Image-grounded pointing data
--

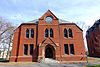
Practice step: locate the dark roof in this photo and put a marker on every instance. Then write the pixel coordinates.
(71, 24)
(28, 24)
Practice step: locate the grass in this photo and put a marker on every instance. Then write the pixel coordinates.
(94, 65)
(3, 60)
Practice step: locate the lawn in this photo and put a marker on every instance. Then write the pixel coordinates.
(93, 65)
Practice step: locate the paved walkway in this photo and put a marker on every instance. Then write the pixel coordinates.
(41, 65)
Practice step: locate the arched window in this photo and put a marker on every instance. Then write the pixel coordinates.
(51, 32)
(70, 33)
(65, 33)
(32, 33)
(27, 33)
(46, 33)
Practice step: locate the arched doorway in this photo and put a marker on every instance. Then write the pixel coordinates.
(49, 52)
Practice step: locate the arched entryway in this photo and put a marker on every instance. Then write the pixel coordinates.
(49, 52)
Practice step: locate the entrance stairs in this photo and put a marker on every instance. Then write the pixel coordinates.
(49, 60)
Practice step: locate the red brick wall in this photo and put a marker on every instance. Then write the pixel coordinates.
(40, 41)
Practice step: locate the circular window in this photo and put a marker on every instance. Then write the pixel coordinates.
(49, 19)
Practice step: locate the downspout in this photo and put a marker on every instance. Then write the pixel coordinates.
(19, 34)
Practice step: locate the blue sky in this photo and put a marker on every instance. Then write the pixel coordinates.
(18, 11)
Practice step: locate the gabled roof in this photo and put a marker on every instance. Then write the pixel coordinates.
(71, 24)
(48, 13)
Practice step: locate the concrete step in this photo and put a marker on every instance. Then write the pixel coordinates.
(49, 60)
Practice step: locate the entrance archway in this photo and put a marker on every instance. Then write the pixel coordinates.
(49, 52)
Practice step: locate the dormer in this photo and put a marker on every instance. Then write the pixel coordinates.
(48, 19)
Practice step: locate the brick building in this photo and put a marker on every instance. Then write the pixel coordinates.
(93, 39)
(48, 37)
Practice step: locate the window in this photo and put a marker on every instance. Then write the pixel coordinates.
(71, 49)
(31, 49)
(66, 48)
(51, 32)
(27, 33)
(25, 49)
(65, 33)
(32, 33)
(46, 33)
(70, 33)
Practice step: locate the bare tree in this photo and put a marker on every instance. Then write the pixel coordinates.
(6, 34)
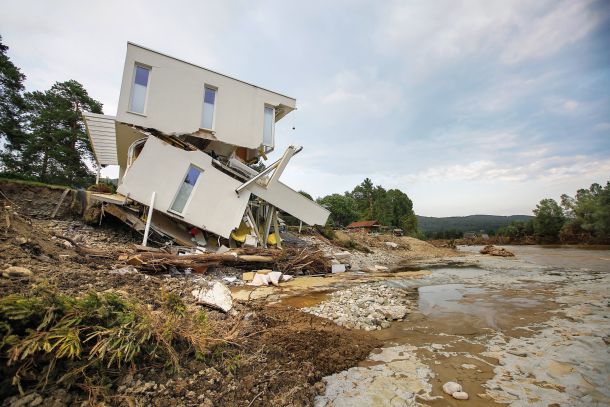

--

* [TASK INSTRUCTIONS] All that is needed is the data above, repeated exactly, without the pictures.

* [TASK SOLUTION]
Practice step: locate the dark roof in this photo and put a marker on every instance. Then write the pixel coordinates.
(71, 24)
(28, 24)
Practice step: locate the grass in this photo and put a marker on every instance. Then write the pixel coordinates.
(94, 65)
(3, 60)
Practice step: locate the lawn in this photo and put a marker on every instance. Then write the pixel coordinates.
(93, 65)
Practice step: locate the paved walkway in this photo and put a marker on every instance. Then write the pixel coordinates.
(41, 65)
Practice step: locate the arched window in this photo and put a marker on every instance. Then write the pixel coordinates.
(51, 32)
(70, 33)
(65, 33)
(32, 33)
(27, 33)
(46, 33)
Practice step: locate the arched doorway in this photo and put a marker on every instance. Then write the pixel coordinates.
(49, 52)
Practice step: locate the arched entryway in this photo and put a marker on every instance. Then write the pixel coordinates.
(49, 52)
Practice step: locate the entrance stairs in this photo and put a marker on every instance. Then write the pixel coordinates.
(49, 60)
Practice step: locate the red brick wall in this photo and put a marker on every instance. Then write the pixel coordinates.
(40, 41)
Practice step: locate the circular window in this photo and put a marker on every instance. Then write the pixel coordinates.
(49, 19)
Practice step: locate the downspout in this photo and put a marker on every instance. Then write the pixel coordinates.
(19, 34)
Practice step: locate the blue sky in this photo and put a marker on every instance. Then write the pixel coordinates.
(18, 11)
Practice step: locate the gabled roof in this photo and put a marker on every instance. Then write the pixel coordinates.
(71, 24)
(48, 13)
Practice step: locate the concrete step in this photo and put a marker on every instance. Then write the pixel coordinates.
(49, 60)
Practice step: locate the entrance archway in this photo and put a marker on every instance. Then write the pixel coordinates.
(49, 52)
Practice step: locate the dormer in this photo and put a marker on every instance. Then write the pixel coordinates.
(48, 19)
Practice step: locate the brick building in this photo and put a marker on every instance. Then write the pixel coordinates.
(93, 39)
(48, 37)
Practice step: locate the window in this photo and put a marker on every instance. Then write the pixel coordinates.
(71, 49)
(31, 49)
(66, 48)
(51, 32)
(27, 33)
(25, 49)
(65, 33)
(32, 33)
(46, 33)
(70, 33)
Practice step: locate the bare tree in this photo and put a marker on every instance. Then write the pixel coordinates.
(6, 34)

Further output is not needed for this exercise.